Source passage:
He was referring to informal and confidential talks at summits by European leaders at which he said they could openly express positions without fear of having others spin their comments for political advantage later.
"Everyone forgoes these polemics as a rule. And there are really very few exceptions where someone or other tries to play the victor afterwards," Faymann said in the interview released ahead of publication on Saturday.
He did not give details of when this may have happened, or over what issues.
Cameron faces pressure from within his Conservative Party to call a referendum on whether Britain should remain in the EU, a demand backed by opinion polls which show a majority of Britons would, if given the chance, vote to leave the 27-nation bloc.
But business leaders in Britain have said they strongly oppose the prospect of radically downgrading ties with its biggest trading partner, while international partners from the United States to Germany and Ireland have made it clear they oppose a British EU exit.
The subject of Britain's relationship with Europe has also led to perceptions of discord with the United States, with Cameron's spokesman saying on Friday that U.S. President Barack Obama had told the prime minister that he supported his drive to renegotiate Britain's EU membership.
Relations between the two allies came under the spotlight this week after a senior U.S. official made a rare and forceful foray into what is an emotive domestic debate, saying Washington wanted Britain to stay in the EU.

Records provided:
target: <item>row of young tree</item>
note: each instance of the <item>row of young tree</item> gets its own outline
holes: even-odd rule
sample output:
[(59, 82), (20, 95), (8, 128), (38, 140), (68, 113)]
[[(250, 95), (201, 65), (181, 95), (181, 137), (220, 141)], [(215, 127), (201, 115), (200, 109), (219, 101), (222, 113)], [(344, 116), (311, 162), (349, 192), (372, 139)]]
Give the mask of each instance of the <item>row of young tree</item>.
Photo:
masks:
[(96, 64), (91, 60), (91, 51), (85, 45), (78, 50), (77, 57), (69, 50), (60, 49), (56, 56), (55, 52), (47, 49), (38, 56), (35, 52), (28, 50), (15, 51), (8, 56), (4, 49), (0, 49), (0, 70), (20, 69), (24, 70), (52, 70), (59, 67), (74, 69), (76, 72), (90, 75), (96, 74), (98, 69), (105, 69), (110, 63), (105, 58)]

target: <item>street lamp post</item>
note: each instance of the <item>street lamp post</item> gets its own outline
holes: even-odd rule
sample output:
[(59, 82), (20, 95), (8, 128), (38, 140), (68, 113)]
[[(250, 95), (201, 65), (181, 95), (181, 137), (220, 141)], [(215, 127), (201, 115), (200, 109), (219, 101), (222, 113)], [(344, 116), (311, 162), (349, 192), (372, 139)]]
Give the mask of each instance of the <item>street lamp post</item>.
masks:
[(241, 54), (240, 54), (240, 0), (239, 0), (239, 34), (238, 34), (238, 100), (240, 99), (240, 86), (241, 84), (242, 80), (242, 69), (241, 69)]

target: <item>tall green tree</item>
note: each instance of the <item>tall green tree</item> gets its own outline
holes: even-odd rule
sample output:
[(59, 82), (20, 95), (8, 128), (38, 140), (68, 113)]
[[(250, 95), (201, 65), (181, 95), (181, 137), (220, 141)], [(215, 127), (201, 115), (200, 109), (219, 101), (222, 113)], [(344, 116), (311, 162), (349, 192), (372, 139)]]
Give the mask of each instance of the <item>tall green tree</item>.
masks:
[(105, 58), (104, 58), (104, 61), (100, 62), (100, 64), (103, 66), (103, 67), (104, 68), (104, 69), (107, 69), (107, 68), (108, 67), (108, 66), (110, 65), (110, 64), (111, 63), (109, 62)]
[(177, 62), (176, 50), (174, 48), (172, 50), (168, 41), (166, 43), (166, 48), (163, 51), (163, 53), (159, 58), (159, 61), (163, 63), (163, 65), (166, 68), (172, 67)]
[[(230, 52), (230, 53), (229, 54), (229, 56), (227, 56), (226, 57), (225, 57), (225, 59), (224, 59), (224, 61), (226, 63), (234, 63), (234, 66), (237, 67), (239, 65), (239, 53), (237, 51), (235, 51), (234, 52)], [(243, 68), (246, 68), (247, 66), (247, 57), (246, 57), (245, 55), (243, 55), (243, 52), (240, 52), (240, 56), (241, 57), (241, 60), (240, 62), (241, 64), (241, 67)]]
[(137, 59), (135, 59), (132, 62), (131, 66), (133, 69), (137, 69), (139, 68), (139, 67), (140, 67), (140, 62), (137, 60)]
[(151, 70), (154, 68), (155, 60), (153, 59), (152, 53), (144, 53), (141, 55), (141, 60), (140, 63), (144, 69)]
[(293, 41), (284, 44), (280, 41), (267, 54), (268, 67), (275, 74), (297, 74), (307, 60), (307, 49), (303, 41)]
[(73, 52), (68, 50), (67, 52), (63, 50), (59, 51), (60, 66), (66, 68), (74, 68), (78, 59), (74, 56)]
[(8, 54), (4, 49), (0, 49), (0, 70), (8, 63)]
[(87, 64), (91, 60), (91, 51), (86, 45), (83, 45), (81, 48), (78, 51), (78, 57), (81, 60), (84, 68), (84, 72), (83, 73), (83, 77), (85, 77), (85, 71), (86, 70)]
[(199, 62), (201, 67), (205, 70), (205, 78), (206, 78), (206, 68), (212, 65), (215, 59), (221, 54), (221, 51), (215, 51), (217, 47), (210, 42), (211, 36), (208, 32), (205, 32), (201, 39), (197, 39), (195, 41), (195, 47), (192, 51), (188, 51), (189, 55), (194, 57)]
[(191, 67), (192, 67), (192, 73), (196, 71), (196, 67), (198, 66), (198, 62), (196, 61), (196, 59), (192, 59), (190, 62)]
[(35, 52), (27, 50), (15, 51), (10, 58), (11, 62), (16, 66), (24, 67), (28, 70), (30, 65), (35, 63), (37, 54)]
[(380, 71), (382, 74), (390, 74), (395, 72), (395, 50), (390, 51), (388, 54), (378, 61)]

Job: Transcribe the news passage word for word, starting at "Cameron faces pressure" and ending at "the 27-nation bloc.". The data has no connection to the news passage about Britain and the EU.

Correct response:
Cameron faces pressure from within his Conservative Party to call a referendum on whether Britain should remain in the EU, a demand backed by opinion polls which show a majority of Britons would, if given the chance, vote to leave the 27-nation bloc.